## Exercise material

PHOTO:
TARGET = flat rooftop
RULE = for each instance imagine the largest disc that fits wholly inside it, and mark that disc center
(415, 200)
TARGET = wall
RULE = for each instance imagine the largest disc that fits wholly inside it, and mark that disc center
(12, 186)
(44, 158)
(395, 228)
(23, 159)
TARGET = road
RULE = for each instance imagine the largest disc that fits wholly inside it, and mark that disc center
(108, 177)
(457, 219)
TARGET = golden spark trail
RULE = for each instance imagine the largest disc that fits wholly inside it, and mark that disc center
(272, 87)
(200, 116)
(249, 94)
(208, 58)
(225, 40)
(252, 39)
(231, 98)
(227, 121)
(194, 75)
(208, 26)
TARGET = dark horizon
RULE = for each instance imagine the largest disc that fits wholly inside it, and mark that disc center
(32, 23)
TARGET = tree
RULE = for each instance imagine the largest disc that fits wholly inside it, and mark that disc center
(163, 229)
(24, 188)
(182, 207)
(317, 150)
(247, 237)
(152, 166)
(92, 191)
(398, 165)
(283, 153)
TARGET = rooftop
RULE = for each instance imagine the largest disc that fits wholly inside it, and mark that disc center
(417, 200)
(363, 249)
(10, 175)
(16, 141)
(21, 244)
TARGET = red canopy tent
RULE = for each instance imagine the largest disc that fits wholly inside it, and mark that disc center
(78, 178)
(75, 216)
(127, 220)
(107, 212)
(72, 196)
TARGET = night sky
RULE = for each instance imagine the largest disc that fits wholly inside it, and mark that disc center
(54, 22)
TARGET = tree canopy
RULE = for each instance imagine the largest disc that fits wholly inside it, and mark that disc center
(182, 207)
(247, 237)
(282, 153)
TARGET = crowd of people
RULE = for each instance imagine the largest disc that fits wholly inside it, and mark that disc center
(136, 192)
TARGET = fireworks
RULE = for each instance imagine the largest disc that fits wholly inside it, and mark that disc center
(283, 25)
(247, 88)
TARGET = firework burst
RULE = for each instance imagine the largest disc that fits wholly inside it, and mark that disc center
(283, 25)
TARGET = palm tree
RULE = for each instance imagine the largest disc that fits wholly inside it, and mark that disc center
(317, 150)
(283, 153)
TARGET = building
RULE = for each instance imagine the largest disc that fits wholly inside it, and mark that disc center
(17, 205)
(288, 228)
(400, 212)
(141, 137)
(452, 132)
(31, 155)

## About this exercise
Lines holding "canopy" in the data above: copy each of them.

## Answer box
TARGET = red canopy tent
TARGET = tree canopy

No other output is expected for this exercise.